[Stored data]
════════

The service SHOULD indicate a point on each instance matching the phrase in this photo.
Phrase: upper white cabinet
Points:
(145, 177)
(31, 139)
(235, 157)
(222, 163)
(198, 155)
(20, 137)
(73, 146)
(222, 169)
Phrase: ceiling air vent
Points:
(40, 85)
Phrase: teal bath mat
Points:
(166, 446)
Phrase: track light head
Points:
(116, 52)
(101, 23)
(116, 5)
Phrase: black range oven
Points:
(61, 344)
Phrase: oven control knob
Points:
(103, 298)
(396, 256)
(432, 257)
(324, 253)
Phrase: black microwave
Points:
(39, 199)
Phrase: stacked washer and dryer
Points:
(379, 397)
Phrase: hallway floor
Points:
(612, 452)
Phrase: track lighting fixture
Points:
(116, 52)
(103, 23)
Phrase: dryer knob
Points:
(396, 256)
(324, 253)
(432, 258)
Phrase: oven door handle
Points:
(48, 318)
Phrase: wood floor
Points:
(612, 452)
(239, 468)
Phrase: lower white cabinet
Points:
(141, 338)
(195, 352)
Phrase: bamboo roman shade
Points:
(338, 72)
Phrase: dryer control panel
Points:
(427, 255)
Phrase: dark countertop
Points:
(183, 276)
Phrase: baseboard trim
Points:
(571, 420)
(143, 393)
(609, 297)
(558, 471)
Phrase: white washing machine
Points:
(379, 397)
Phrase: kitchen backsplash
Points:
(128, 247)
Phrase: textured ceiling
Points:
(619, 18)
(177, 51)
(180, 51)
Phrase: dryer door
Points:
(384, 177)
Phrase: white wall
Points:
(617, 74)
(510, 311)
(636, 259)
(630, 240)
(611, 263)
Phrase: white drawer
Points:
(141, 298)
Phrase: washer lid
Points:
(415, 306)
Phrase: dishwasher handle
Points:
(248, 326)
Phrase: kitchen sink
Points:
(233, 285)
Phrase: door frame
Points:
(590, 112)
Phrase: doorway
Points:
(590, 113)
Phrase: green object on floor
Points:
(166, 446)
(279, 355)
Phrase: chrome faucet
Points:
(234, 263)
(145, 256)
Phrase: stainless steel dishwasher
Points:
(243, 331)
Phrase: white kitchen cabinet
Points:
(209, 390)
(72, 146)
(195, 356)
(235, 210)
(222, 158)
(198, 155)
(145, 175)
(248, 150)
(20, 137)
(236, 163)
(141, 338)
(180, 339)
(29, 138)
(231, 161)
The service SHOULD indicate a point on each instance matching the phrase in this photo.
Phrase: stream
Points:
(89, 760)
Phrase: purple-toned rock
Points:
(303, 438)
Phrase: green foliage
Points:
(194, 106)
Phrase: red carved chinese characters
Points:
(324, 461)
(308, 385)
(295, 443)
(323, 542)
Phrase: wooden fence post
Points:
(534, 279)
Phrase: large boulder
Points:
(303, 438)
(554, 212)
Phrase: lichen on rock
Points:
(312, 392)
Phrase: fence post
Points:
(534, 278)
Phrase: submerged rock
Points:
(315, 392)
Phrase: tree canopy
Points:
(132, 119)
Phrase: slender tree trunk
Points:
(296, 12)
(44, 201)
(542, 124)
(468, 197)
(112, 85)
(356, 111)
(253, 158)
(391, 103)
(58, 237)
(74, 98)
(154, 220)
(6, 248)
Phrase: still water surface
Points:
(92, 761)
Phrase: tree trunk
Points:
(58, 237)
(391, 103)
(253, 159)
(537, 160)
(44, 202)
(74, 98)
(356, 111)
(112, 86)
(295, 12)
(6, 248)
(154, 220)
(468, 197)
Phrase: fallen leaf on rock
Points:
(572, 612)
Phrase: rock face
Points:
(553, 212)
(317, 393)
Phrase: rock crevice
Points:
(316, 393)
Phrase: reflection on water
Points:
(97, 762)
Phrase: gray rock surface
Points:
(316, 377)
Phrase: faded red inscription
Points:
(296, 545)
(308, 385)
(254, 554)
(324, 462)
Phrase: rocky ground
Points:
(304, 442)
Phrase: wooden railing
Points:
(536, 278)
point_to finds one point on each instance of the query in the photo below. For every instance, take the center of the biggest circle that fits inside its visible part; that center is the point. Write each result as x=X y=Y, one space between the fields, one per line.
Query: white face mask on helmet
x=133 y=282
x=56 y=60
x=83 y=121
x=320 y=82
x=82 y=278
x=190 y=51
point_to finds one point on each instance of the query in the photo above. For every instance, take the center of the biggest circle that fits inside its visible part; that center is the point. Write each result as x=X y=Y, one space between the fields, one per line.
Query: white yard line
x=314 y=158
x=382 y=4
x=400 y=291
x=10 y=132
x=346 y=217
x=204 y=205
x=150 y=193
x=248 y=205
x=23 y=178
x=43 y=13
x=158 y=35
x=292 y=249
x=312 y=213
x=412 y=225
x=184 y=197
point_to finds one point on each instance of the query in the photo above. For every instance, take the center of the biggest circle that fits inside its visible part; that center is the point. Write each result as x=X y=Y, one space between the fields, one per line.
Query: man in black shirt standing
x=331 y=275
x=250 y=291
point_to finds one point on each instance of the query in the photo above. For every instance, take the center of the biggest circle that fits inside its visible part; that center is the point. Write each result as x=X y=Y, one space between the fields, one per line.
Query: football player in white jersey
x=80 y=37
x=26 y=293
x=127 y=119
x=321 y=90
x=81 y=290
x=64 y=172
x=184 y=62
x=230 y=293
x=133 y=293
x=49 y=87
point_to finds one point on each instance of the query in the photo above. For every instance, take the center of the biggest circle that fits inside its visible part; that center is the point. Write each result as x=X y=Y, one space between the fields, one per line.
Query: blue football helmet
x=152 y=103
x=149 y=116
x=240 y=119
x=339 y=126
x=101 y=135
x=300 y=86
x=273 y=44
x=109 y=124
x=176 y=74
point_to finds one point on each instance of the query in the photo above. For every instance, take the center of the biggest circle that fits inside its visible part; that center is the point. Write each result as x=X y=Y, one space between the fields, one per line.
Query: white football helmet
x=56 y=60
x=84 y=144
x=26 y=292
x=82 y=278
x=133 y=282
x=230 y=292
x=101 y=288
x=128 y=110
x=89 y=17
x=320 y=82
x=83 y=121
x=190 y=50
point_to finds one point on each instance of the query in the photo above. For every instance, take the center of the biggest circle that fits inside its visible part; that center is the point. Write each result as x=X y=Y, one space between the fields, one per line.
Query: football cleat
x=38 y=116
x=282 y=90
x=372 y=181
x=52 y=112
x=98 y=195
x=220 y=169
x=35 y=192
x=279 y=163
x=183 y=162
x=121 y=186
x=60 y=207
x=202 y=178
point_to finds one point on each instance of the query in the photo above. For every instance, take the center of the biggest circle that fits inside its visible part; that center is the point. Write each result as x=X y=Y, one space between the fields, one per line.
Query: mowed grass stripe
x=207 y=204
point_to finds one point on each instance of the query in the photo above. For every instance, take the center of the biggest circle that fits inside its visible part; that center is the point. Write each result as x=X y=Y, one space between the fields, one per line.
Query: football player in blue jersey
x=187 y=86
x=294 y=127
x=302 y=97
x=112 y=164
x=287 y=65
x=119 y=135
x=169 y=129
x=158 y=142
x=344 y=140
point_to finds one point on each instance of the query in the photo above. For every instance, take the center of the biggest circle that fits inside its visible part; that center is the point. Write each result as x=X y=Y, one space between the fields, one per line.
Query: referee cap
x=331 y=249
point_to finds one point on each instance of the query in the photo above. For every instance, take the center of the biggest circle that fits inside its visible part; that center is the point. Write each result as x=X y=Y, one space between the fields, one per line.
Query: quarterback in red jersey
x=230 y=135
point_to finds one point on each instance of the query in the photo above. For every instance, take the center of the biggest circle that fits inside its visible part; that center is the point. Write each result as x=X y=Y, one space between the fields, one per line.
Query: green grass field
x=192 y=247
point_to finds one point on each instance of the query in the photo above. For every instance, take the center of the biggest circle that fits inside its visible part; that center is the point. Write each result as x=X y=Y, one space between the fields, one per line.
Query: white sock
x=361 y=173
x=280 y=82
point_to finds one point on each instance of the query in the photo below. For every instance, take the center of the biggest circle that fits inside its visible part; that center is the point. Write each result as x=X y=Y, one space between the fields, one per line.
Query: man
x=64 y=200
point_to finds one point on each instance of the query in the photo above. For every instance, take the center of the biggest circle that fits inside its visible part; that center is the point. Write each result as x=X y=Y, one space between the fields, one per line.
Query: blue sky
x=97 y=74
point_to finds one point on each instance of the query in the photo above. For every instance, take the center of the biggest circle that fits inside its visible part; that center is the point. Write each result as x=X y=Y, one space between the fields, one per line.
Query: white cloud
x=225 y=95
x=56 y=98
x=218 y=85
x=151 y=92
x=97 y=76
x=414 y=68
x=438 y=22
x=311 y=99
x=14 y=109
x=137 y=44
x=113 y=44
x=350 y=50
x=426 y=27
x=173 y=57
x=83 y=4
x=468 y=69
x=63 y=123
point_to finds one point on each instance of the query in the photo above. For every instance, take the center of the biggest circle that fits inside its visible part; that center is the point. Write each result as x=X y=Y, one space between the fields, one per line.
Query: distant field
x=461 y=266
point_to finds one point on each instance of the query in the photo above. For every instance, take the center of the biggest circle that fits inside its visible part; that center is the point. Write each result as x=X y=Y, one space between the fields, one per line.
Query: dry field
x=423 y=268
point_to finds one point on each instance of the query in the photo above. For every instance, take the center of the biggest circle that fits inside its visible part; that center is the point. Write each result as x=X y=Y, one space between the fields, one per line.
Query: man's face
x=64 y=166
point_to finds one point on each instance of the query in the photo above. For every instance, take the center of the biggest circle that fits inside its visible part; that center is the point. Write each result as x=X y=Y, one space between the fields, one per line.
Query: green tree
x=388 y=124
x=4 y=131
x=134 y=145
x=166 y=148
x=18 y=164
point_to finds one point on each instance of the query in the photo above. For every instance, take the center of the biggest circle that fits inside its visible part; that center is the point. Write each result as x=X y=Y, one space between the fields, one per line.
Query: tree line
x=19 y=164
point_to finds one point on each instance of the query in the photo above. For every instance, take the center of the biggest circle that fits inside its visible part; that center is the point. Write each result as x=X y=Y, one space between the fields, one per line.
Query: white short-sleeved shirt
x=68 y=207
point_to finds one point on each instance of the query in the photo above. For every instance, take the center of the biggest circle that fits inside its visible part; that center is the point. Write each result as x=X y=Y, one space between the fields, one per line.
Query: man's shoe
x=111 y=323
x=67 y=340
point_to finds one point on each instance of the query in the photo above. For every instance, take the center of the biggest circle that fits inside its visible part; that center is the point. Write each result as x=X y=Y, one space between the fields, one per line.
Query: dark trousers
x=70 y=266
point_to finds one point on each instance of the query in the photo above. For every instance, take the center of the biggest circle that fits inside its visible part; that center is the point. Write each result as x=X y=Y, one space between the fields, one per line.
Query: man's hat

════════

What you are asked to do -
Repeat the data word for word, starting at its first line and stopping after the line that contains "Phrase: hallway floor".

Written solution -
The service SHOULD indicate a point on each instance matching the phrase in this photo.
Phrase: upper white cabinet
Points:
(145, 177)
(31, 139)
(235, 157)
(222, 163)
(198, 155)
(20, 137)
(73, 146)
(222, 169)
Phrase: ceiling air vent
Points:
(40, 85)
Phrase: teal bath mat
Points:
(166, 446)
Phrase: track light head
Points:
(116, 52)
(101, 23)
(116, 5)
Phrase: black range oven
Points:
(61, 344)
Phrase: oven control knob
Points:
(103, 298)
(396, 256)
(432, 257)
(324, 253)
Phrase: black microwave
Points:
(39, 199)
Phrase: stacked washer and dryer
Points:
(379, 397)
Phrase: hallway floor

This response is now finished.